* _ENTRIES SHOWN_
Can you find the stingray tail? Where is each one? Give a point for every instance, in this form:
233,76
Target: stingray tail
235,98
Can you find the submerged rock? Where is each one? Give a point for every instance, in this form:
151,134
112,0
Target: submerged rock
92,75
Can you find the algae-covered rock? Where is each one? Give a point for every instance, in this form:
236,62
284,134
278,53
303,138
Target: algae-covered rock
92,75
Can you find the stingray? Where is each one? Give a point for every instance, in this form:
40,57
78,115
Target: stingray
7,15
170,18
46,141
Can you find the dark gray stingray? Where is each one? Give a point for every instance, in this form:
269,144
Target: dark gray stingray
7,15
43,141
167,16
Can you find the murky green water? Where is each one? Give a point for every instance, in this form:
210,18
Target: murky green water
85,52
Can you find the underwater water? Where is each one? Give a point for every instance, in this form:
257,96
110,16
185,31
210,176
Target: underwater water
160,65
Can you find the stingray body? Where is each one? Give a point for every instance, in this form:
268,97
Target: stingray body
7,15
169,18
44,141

* _AIM OF THE EXERCISE_
Could you rewrite the entries from the line containing "Can you find the dark" through the end of the entries, swapping "murky" for "cloudy" and keeping everything else the same?

* _RESPONSE TO THIS TASK_
Can you find the dark gray stingray? Where is each one? Give a point for every instance, in this form:
269,144
Target: dark gray stingray
7,15
43,141
167,16
Can you find the cloudy green water? Where is each one? Give a point for every instance, in this form:
210,18
Target: cloudy green water
85,52
Can you find the underwater water? Where is each one? Give a point for every instance, in this form:
257,96
110,16
185,31
210,176
Target: underwater water
160,65
Can you find the stingray body? Where is each one? Give a point for every instance, in this form:
268,97
Target: stingray body
7,15
169,18
44,141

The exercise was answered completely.